Could you reproduce, word for word, the items below from the line containing "Each returned point MUST lie on the matching bridge" through the line containing "[[328, 181]]", with nothing else?

┄┄┄┄┄┄┄┄┄┄┄┄┄┄┄┄┄┄┄┄

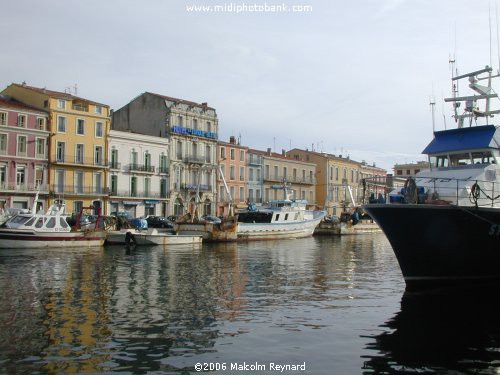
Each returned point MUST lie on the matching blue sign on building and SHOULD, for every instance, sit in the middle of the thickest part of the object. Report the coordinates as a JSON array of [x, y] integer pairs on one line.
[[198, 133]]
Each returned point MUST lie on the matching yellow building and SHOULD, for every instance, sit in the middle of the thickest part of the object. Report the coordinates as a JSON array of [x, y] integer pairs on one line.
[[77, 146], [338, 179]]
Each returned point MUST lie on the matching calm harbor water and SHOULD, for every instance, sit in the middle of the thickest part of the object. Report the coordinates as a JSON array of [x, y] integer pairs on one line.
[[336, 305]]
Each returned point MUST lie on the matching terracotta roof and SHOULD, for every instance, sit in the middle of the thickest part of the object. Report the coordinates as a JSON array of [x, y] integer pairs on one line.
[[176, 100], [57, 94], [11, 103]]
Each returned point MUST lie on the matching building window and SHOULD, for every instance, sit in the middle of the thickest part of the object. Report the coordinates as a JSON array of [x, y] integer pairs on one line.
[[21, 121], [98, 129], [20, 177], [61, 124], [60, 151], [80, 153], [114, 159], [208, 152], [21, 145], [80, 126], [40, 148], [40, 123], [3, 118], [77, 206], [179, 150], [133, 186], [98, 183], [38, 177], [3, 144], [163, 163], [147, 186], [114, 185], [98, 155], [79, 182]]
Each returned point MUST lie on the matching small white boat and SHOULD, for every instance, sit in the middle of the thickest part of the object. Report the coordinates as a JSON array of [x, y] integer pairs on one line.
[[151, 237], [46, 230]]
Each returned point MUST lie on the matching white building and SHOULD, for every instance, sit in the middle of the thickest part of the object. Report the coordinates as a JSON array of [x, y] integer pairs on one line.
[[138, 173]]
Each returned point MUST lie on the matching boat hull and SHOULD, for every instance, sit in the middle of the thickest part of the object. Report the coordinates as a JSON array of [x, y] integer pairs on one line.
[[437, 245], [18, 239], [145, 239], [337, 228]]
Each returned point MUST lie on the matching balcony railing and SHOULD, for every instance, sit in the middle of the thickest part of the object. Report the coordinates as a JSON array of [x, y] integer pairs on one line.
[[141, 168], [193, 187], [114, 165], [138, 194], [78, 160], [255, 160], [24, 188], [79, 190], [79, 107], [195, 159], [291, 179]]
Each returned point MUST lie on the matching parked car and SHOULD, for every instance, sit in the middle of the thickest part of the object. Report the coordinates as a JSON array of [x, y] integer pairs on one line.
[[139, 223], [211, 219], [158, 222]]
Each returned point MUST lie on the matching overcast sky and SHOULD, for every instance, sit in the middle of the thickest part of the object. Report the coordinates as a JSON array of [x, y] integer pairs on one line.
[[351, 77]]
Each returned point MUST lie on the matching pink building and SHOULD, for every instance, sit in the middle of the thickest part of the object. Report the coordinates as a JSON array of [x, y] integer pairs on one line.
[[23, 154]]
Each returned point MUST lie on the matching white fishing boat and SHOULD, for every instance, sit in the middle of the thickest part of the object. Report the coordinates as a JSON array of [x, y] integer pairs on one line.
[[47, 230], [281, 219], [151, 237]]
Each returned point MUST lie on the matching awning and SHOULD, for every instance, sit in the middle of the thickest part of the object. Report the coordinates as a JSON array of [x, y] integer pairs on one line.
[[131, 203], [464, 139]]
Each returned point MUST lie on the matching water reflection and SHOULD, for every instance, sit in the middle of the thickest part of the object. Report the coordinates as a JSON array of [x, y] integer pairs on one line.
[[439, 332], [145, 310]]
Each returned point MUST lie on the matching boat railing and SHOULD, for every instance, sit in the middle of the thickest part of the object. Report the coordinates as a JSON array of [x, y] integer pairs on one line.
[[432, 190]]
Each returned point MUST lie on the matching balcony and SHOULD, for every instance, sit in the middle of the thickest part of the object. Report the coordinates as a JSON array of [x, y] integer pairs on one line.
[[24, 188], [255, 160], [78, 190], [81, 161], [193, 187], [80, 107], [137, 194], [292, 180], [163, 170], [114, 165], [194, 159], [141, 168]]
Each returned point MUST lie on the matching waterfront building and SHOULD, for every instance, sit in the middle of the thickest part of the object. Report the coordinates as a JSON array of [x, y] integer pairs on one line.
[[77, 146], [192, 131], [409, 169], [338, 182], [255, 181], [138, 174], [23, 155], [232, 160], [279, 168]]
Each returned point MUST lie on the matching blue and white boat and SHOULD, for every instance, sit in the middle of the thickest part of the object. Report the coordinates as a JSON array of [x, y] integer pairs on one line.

┄┄┄┄┄┄┄┄┄┄┄┄┄┄┄┄┄┄┄┄

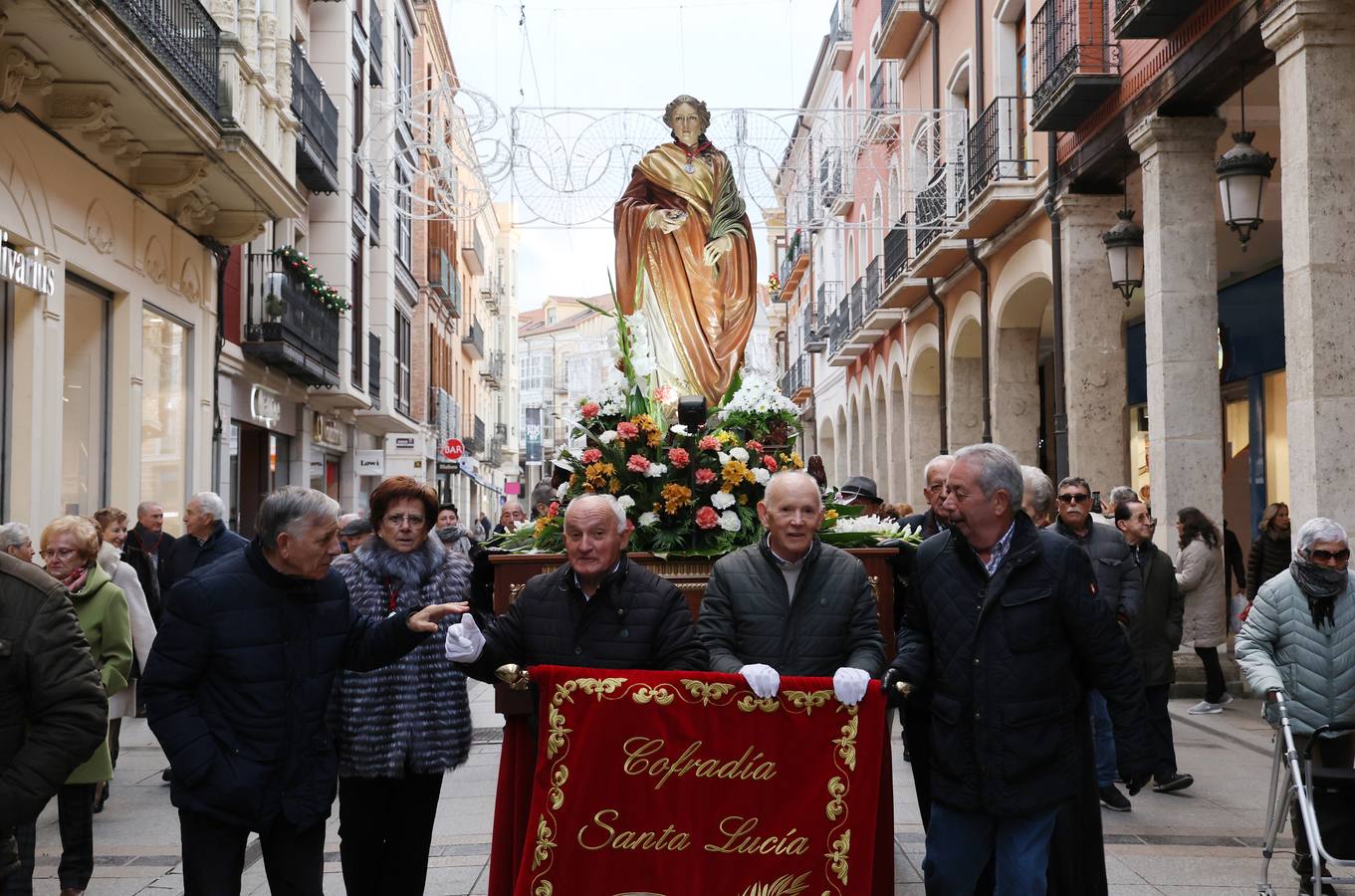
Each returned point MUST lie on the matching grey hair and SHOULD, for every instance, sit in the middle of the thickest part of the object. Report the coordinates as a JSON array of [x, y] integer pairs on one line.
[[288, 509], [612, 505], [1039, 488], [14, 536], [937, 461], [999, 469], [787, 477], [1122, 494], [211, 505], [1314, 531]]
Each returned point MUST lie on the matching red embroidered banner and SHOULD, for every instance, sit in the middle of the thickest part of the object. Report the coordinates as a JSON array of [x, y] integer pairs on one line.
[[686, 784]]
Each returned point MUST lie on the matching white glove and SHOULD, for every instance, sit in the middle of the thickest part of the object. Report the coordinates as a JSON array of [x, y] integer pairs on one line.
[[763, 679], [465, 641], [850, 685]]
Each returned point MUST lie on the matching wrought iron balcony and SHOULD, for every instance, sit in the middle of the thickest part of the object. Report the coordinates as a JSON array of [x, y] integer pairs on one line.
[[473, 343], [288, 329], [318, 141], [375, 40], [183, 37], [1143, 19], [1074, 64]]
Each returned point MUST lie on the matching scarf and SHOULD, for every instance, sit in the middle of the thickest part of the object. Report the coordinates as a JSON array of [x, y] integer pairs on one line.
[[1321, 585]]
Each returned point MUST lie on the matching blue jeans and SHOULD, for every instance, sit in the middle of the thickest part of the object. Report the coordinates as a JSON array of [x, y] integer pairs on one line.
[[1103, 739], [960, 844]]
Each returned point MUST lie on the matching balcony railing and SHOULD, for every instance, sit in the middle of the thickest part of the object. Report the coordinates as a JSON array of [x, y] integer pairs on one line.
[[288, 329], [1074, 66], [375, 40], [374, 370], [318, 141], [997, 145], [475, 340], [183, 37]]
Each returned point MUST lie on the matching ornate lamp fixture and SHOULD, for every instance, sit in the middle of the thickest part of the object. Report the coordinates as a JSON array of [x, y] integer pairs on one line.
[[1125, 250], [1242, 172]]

┄┄┄┄┄┄┄┄┄┄┄┄┄┄┄┄┄┄┄┄

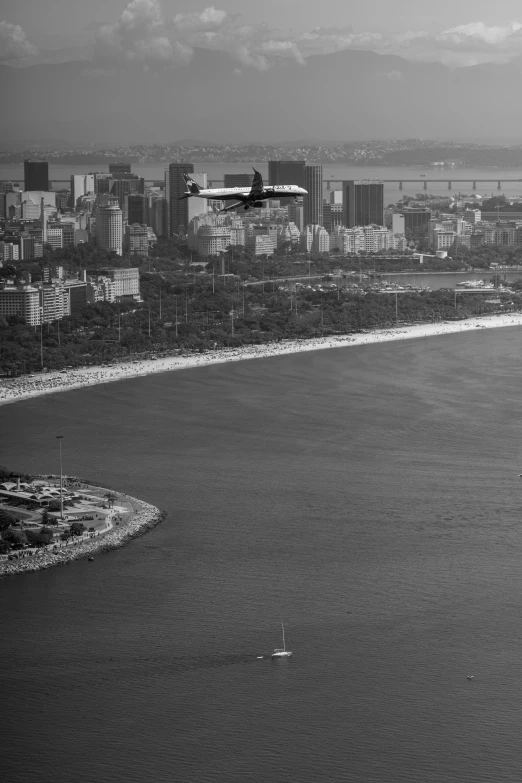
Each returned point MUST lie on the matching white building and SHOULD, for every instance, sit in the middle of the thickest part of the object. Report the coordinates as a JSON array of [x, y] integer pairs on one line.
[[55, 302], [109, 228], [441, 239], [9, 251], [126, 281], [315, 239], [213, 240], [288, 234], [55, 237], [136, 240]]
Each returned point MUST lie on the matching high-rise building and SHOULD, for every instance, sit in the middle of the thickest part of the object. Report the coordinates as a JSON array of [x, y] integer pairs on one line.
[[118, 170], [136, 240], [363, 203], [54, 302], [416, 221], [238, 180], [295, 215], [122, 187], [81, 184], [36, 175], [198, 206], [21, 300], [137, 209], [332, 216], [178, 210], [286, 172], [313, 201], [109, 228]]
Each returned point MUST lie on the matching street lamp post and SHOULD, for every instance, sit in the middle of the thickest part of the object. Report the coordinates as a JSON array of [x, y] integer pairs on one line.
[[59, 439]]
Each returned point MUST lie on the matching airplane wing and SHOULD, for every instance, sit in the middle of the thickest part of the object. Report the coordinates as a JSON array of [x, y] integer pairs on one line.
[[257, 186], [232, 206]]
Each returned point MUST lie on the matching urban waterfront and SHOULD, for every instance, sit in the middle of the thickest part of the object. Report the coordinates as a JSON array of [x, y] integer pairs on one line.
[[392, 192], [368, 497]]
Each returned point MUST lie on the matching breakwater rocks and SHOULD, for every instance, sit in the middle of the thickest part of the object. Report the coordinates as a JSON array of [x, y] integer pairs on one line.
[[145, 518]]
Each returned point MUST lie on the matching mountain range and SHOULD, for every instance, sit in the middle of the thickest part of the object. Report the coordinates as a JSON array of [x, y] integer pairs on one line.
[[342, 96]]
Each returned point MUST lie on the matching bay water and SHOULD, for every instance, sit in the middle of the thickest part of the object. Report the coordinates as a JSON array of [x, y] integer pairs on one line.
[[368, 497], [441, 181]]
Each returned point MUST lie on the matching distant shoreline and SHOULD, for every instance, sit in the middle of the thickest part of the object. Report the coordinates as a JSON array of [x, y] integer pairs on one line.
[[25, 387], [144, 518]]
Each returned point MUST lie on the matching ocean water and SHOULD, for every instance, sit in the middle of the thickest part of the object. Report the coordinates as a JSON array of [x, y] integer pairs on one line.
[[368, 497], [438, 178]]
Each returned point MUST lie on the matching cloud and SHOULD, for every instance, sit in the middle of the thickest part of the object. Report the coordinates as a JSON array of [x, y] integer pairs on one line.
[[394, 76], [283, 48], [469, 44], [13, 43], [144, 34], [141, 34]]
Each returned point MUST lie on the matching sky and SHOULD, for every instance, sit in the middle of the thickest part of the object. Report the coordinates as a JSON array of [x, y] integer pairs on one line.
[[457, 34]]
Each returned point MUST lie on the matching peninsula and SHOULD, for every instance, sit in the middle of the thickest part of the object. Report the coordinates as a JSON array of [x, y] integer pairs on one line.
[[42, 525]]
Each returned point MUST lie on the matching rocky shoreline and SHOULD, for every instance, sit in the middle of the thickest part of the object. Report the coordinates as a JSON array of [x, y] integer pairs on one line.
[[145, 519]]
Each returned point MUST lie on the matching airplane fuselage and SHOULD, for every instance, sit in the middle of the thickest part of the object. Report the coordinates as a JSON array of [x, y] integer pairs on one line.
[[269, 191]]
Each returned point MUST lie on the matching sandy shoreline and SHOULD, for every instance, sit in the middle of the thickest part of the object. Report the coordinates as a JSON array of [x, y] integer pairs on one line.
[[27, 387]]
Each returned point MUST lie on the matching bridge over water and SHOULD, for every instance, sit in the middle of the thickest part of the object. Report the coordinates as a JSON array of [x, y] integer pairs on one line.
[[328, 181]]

┄┄┄┄┄┄┄┄┄┄┄┄┄┄┄┄┄┄┄┄

__FINAL RESULT__.
Each returned point MUST lie on the matching bridge over water and SHOULD, for every instance, sit in the middle of the thickest part of the object. Report the coordinates as a JSON array of [x, y] integer pairs on one line.
[[328, 181]]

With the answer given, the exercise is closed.